[Object pointing dataset rows]
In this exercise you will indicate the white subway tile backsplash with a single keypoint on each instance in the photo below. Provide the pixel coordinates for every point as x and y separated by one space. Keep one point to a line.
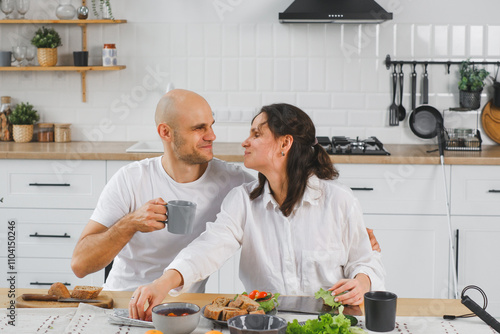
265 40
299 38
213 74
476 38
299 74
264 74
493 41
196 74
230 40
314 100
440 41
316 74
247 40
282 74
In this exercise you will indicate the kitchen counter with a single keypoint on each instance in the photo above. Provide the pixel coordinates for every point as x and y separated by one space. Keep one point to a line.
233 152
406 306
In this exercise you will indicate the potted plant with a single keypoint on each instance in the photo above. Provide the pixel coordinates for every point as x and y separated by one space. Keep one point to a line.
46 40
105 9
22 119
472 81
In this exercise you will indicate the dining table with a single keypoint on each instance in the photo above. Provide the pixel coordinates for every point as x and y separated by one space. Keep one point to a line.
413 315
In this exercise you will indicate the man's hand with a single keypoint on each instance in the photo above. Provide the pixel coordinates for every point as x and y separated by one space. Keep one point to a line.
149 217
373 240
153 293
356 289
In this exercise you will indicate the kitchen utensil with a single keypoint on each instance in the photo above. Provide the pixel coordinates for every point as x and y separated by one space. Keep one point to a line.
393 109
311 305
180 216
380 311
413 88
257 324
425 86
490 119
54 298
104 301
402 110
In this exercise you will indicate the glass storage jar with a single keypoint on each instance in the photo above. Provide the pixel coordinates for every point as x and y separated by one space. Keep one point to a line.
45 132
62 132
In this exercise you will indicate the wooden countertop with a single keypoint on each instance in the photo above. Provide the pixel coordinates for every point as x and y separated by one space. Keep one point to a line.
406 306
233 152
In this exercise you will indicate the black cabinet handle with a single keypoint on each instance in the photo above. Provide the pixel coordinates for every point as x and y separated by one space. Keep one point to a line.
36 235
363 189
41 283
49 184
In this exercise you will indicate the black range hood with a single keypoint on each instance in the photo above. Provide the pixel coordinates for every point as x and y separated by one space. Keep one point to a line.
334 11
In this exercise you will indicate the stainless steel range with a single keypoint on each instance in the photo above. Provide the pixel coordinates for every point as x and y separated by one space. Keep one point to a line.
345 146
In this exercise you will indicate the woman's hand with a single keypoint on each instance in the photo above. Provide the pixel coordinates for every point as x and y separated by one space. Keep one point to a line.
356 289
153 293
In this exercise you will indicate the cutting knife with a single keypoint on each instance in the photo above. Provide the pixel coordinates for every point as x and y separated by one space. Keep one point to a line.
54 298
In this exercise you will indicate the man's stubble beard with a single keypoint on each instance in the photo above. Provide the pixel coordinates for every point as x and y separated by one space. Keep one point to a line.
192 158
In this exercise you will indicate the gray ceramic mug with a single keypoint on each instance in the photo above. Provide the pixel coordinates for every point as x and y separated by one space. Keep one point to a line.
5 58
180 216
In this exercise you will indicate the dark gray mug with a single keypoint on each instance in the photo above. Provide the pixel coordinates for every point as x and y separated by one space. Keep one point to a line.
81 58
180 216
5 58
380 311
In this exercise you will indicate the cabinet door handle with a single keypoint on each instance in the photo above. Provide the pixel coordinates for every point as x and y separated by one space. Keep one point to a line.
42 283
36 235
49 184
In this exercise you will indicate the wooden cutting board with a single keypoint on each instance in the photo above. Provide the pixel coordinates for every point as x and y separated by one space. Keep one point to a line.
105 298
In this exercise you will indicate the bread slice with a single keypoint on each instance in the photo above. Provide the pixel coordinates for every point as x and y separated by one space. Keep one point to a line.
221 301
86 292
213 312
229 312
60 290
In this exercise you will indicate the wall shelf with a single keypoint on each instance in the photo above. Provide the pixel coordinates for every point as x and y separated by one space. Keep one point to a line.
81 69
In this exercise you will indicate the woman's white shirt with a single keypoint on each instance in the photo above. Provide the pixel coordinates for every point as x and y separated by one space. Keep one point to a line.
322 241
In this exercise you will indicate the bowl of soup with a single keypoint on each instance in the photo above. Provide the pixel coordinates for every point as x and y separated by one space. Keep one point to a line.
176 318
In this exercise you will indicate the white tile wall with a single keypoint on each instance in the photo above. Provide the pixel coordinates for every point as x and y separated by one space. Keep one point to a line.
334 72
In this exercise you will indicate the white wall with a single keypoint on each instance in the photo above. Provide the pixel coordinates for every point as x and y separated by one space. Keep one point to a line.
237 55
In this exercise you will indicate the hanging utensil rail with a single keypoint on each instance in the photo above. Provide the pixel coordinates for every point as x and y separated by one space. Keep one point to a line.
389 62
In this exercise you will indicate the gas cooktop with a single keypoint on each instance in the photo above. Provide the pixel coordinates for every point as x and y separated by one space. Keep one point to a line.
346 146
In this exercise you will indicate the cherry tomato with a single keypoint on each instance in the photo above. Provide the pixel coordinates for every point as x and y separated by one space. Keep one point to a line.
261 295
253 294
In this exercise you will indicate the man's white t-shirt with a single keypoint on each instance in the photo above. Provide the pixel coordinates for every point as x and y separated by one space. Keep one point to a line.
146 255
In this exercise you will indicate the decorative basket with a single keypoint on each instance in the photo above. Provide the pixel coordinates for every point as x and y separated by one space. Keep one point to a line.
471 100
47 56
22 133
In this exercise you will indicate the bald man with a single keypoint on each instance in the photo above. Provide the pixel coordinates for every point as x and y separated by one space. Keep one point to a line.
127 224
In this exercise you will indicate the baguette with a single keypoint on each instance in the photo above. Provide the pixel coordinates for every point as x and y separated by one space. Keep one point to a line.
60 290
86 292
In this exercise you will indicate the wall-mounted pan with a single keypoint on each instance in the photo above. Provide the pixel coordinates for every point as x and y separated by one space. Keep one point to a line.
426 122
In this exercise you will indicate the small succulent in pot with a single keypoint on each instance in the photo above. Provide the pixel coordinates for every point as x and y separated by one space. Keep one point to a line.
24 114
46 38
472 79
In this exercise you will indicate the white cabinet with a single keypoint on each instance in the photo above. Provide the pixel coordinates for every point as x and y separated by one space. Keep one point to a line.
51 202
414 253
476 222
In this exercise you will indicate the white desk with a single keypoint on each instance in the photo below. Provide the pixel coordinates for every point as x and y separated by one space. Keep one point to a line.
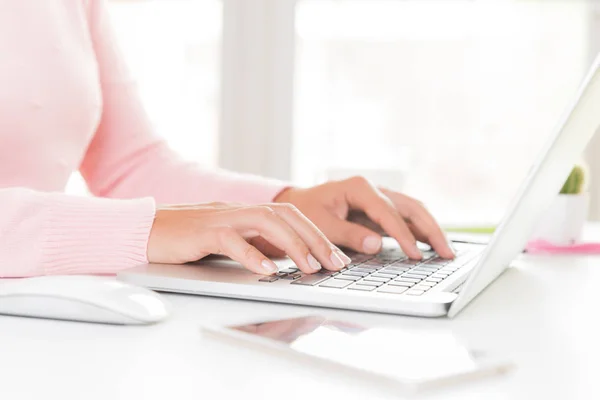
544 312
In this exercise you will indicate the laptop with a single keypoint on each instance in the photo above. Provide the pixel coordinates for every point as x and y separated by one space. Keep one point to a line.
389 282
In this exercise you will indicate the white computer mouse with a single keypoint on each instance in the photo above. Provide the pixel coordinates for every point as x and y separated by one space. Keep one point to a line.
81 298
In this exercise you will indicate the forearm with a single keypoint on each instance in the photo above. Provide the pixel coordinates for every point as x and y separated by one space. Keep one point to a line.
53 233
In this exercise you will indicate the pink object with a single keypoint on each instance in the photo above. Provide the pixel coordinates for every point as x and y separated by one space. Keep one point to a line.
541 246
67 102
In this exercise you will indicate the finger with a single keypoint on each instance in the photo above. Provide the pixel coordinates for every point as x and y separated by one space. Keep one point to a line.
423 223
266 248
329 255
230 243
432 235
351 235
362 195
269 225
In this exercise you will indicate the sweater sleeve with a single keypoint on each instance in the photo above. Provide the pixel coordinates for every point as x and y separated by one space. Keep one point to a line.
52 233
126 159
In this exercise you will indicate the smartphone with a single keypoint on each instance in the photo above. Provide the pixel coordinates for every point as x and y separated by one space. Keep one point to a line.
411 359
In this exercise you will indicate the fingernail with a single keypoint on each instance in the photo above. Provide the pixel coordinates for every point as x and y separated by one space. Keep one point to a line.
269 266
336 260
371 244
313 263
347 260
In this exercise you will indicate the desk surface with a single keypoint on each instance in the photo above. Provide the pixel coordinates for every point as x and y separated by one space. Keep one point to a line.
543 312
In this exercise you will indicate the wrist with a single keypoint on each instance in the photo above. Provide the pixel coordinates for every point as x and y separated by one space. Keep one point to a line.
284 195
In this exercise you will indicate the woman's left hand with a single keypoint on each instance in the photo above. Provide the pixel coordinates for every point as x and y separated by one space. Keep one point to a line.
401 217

What to do
Output the line containing "In this exercise you will indicate the finger with" and all lines after it to the end of the records, exactly as given.

Full solution
In this exercise you will indicate the finger with a single keypoint on each instance in the photo above. Provide the pixel coordinates for every point as x and y separated by one space. Keep one point to a line.
423 223
266 248
329 255
230 243
432 235
351 235
362 195
269 225
In this exercise you will indicate the sweater sleeve with a single keypoint on each instance in the photo above. Provide the pixel coordinates for every point as x and y separated by one space. Keep one point to a line.
52 233
126 159
In this exercise you will indicate the smartphone with a single keypoint on each instance in the photo above. Provide the pixel coordinates for every point as x and y separated by one space. Keep one point to a line.
411 359
In this exercise you will indicate the fingernail with a single keypoint on each instance in the photo above. Provide the pixel coordinates for every point as x and y separated by one space. Keep one point to a line.
269 266
336 260
371 244
313 263
347 260
In this exercise you will indicate the desk surface with a single keypoint on each instance in the photo above. Provide the pixel coordinates for every point as x and y separated by one space. Keep one point to a line.
543 312
In this exercise you will indicate the wrist with a single keypoint on each instance in the photo above. Provide the pixel coordinates for every point as x and y separated by one space. Keep one point to a line.
284 195
In this exercise you will indicate the woman's left hand with a single keypoint on each instance in the photo above. Provide the pixel coordinates for every point as x and y separated by one space. Keep one point to a line.
401 217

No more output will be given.